Exercise instructions
Search the data for the string "below" and extract every line where it appears.

(Image point grounding data)
+--

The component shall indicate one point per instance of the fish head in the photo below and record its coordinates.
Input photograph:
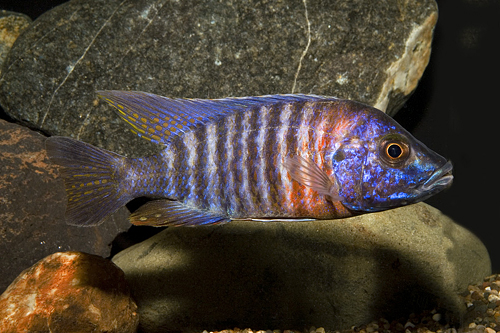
(391, 168)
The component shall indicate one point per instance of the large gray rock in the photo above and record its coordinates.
(373, 52)
(331, 274)
(32, 205)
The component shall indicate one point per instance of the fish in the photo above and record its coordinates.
(290, 157)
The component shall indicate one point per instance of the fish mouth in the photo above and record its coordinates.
(440, 179)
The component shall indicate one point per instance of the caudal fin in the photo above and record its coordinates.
(93, 178)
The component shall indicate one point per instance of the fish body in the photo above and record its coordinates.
(270, 157)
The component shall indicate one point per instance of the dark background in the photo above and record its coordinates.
(454, 109)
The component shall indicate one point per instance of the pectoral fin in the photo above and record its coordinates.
(161, 213)
(307, 173)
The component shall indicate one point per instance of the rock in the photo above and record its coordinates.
(32, 206)
(363, 50)
(69, 292)
(330, 274)
(11, 26)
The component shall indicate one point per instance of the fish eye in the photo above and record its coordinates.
(394, 150)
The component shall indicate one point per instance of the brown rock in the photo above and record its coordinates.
(331, 274)
(11, 26)
(69, 292)
(32, 206)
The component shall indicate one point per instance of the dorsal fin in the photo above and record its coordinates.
(159, 119)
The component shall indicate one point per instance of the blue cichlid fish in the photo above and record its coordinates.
(276, 157)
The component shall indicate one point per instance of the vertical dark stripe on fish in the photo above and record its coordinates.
(259, 179)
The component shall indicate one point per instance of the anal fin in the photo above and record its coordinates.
(161, 213)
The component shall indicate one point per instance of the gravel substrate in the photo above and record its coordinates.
(483, 315)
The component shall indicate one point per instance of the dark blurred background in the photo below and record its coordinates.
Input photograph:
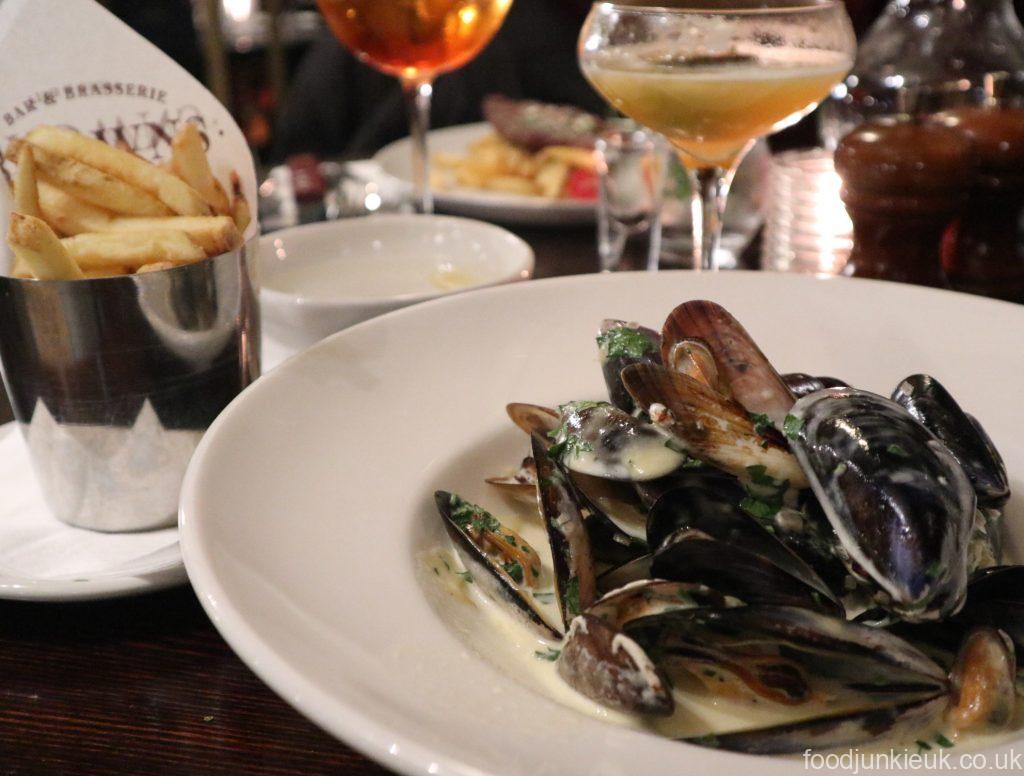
(294, 89)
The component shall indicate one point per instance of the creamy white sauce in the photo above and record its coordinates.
(331, 279)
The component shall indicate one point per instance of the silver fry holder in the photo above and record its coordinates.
(113, 381)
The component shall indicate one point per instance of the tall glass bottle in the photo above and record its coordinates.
(926, 56)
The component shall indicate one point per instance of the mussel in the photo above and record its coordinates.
(621, 344)
(933, 406)
(707, 425)
(498, 560)
(601, 440)
(752, 379)
(899, 502)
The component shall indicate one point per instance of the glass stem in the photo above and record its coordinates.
(711, 188)
(418, 95)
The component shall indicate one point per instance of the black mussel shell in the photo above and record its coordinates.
(576, 583)
(792, 654)
(927, 399)
(621, 344)
(801, 384)
(739, 568)
(493, 579)
(995, 598)
(899, 502)
(606, 665)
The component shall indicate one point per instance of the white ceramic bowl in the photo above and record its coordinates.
(320, 278)
(307, 506)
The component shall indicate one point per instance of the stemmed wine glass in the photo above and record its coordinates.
(713, 76)
(416, 40)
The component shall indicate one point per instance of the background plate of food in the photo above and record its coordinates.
(311, 533)
(529, 164)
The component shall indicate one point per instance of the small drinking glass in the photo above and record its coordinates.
(631, 164)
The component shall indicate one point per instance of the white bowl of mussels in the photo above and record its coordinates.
(558, 542)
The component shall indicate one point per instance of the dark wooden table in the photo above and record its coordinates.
(145, 685)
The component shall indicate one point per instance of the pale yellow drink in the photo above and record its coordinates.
(709, 109)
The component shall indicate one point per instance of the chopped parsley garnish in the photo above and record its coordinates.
(792, 426)
(514, 570)
(549, 654)
(761, 423)
(468, 516)
(570, 598)
(759, 509)
(625, 343)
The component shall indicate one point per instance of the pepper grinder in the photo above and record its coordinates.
(903, 180)
(984, 253)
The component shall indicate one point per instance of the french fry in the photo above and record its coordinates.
(169, 189)
(35, 244)
(104, 272)
(579, 158)
(26, 192)
(69, 215)
(511, 184)
(156, 266)
(26, 198)
(215, 234)
(189, 163)
(131, 249)
(551, 178)
(240, 206)
(94, 185)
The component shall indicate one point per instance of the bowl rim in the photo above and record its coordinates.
(523, 270)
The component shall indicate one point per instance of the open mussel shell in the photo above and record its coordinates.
(604, 441)
(933, 406)
(607, 666)
(799, 657)
(692, 356)
(717, 514)
(752, 379)
(707, 425)
(637, 569)
(491, 576)
(832, 731)
(576, 580)
(694, 556)
(899, 502)
(995, 598)
(984, 681)
(800, 384)
(534, 418)
(621, 344)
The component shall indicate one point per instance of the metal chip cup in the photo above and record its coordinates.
(113, 381)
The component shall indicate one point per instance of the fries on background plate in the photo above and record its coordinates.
(85, 209)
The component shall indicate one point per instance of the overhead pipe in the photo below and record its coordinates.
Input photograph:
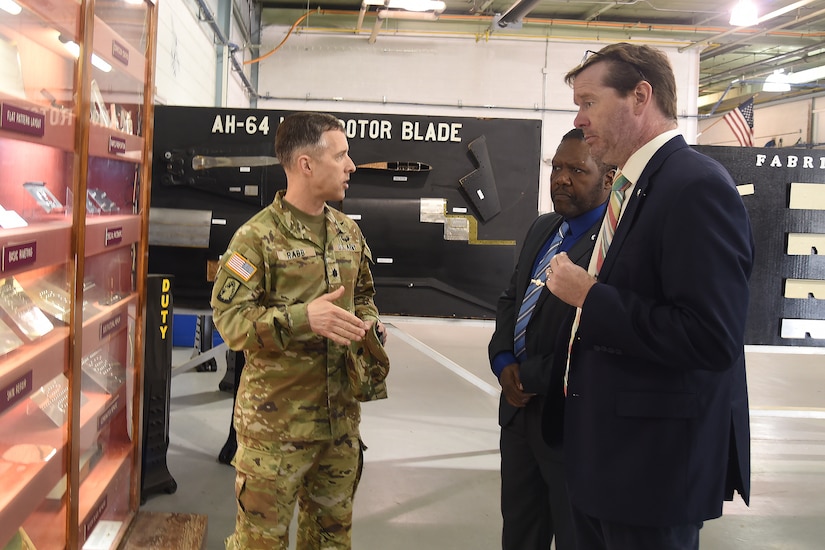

+--

Answer box
The component shall indicate one point per instance of the fish head in the photo below and record its coordinates.
The component shall indicate one point per instance of the dark blurred background in the photo below and record its coordinates.
The component shall indicate one point per instance of the overhead pipe in the photo below and record its coordinates.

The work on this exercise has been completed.